Saved entries

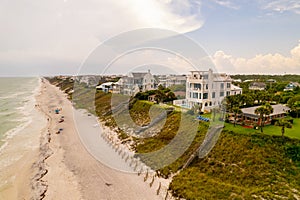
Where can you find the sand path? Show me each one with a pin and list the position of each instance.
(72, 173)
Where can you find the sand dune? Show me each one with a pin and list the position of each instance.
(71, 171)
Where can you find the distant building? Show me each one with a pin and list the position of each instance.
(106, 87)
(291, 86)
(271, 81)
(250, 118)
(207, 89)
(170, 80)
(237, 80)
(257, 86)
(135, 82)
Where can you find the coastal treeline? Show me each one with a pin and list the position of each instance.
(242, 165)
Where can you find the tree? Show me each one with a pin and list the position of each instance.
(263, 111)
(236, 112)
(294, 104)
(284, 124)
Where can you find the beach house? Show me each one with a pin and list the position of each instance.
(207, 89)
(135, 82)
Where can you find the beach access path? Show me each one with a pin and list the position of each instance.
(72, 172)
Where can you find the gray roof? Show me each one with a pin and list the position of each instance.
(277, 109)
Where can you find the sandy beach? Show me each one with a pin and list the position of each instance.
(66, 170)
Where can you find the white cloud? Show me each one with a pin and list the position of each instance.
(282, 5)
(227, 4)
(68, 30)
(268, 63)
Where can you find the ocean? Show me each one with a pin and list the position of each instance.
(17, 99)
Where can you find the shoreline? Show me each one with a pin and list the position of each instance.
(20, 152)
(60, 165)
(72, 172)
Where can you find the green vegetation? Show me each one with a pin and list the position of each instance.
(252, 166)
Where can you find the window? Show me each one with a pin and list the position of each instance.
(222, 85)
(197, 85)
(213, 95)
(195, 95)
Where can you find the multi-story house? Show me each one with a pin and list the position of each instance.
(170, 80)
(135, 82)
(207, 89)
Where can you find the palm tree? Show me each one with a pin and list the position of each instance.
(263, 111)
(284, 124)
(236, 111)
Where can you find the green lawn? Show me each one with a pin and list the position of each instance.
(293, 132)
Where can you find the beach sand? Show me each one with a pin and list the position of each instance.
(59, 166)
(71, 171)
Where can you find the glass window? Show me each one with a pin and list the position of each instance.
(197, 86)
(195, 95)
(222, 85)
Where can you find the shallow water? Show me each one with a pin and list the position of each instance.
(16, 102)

* * *

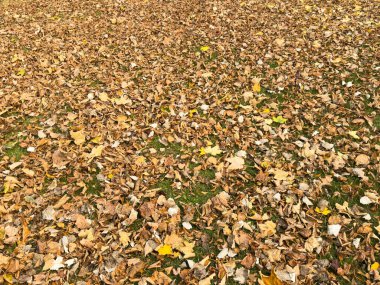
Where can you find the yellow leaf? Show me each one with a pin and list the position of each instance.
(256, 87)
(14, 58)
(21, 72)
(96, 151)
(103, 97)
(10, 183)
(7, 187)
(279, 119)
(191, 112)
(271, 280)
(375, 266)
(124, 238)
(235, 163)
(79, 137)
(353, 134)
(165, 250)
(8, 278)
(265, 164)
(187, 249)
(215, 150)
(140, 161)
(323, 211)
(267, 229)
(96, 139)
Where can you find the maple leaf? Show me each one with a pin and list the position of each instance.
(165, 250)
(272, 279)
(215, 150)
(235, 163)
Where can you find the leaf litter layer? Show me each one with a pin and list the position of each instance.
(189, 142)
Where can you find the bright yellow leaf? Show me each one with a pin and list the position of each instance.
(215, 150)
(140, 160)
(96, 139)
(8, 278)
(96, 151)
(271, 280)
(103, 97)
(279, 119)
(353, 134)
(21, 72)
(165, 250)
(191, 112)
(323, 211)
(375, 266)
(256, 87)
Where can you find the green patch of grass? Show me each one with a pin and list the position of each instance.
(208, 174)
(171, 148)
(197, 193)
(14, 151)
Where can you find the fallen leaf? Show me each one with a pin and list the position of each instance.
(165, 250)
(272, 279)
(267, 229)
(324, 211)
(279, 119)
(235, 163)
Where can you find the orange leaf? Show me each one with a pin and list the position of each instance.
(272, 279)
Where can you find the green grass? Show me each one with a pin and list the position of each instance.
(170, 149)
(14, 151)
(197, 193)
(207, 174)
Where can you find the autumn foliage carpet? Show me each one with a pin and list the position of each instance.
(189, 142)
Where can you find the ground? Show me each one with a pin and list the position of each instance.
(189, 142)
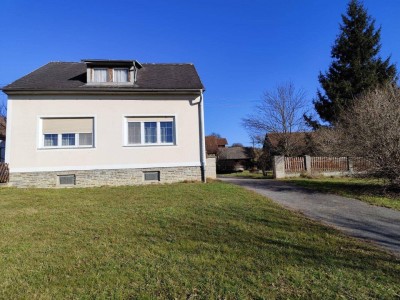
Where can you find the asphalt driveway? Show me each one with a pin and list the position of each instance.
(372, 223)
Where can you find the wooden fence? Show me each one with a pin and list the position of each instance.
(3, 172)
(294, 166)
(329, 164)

* * *

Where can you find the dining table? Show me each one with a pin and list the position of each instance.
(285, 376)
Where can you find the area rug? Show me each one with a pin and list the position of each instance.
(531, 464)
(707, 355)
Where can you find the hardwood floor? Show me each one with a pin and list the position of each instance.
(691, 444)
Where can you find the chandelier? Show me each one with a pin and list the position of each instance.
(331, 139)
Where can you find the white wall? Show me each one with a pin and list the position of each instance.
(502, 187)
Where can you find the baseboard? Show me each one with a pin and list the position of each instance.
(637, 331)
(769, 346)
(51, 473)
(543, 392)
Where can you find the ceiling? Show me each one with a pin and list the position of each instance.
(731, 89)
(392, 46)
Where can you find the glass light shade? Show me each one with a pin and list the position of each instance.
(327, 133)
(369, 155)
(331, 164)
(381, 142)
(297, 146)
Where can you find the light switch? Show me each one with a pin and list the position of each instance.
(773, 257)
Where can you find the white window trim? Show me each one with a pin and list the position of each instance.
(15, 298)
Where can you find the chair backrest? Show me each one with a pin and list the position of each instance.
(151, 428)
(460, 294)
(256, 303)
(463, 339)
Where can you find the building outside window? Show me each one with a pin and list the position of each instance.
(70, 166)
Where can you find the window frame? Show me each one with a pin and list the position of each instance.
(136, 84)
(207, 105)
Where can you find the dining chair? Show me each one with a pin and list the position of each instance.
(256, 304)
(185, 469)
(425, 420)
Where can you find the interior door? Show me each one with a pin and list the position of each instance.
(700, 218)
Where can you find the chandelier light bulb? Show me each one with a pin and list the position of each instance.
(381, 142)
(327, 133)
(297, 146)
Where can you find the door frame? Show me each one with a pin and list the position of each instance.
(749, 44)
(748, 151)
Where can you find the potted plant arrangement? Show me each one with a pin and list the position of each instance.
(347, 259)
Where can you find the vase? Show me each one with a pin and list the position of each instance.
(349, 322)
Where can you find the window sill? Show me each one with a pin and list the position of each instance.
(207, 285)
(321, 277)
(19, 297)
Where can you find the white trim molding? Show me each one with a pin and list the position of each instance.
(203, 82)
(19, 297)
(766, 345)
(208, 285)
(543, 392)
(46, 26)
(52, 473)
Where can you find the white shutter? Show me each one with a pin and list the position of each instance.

▶ **Requirement**: Please transcribe only the lines in the records above running from the line that has "Where can you find the baseboard?" through the line that has "Where can you find the white shutter?", both included, exactly as they appear.

▶ **Task solution**:
Where can you find the baseboard? Show me each one with a pin and list the position of each instance.
(637, 331)
(769, 346)
(51, 473)
(543, 392)
Where can you find the ceiling? Show me each one with a pin and list the position of each instance.
(731, 89)
(392, 46)
Where can you find the glass light shade? Show me each one with a pin and list the position of each instance.
(327, 133)
(369, 155)
(331, 164)
(381, 142)
(297, 146)
Where can you find the light switch? Show me each one with a pin and list the position of each instance.
(773, 257)
Where can you find the white window trim? Show me each one with a pin and list the position of each instance.
(15, 298)
Where can you find the chair backrest? Show me each one with a pin and list the position of each instance.
(151, 428)
(460, 294)
(256, 303)
(463, 339)
Where can you find the building outside window? Show me each one with a pin and list the position of each instance.
(70, 166)
Where can you find the window frame? Show me each one with a pin and list the position of each instance.
(136, 84)
(207, 105)
Where can you find the dining chair? Show me each one with a pin and list the position of each instance.
(256, 304)
(185, 469)
(425, 420)
Where can you find the interior door? Show me each one with a pin and list the position of each instance.
(700, 218)
Where can you find the chandelier light bulb? Show me each one with a pin and list the position of each instance.
(381, 142)
(327, 133)
(297, 146)
Where can you find the door frame? Show me each one with a pin and list the position of each instance.
(749, 44)
(748, 151)
Where can you find the potted plant arrangement? Show me each one with a pin and list the position of each instance.
(347, 259)
Where can you find the vase? Show me each one with a pin and list the position of each instance.
(349, 322)
Where can you find the window sill? Show me each one with a pin and list the position of each instance.
(207, 285)
(321, 277)
(19, 297)
Where can you find the white trim molding? Show me each one with a pin and list the position of each instance.
(203, 82)
(19, 297)
(766, 345)
(208, 285)
(543, 392)
(46, 26)
(52, 473)
Where can you find the white shutter? Show me each one with a pin and list the position of each instance.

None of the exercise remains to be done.